▶ **DATASET EXCERPTS**:
<<<<
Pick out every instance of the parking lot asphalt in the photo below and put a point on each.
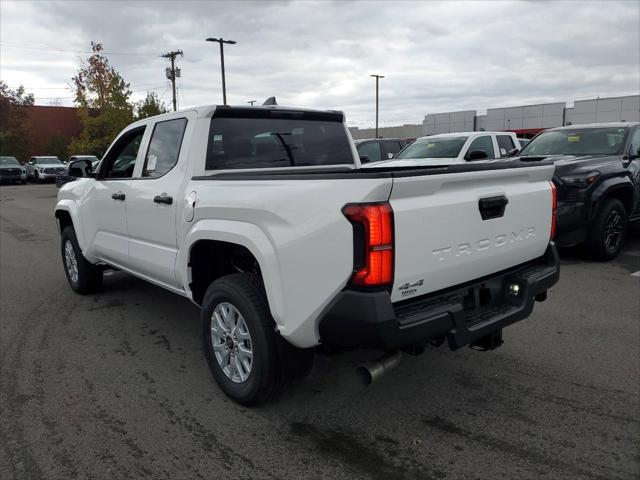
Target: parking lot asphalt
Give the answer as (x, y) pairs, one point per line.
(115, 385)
>>>>
<<<<
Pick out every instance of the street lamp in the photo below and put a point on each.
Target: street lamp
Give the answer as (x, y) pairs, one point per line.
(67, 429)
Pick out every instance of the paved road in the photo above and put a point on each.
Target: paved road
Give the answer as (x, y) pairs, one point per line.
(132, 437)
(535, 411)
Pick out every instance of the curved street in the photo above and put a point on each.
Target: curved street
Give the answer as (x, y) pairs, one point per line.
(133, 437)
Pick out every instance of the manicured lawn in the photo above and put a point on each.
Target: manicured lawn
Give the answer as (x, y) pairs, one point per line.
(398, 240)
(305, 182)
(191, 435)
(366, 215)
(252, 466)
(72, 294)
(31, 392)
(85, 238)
>>>>
▶ **REQUEST**:
Which lines in the data above contain the string “curved”? Collect every one and copy each in full.

▶ **EXERCISE SOLUTION**:
Pick out every instance of the curved street in the photo above and put a point on each.
Target: curved street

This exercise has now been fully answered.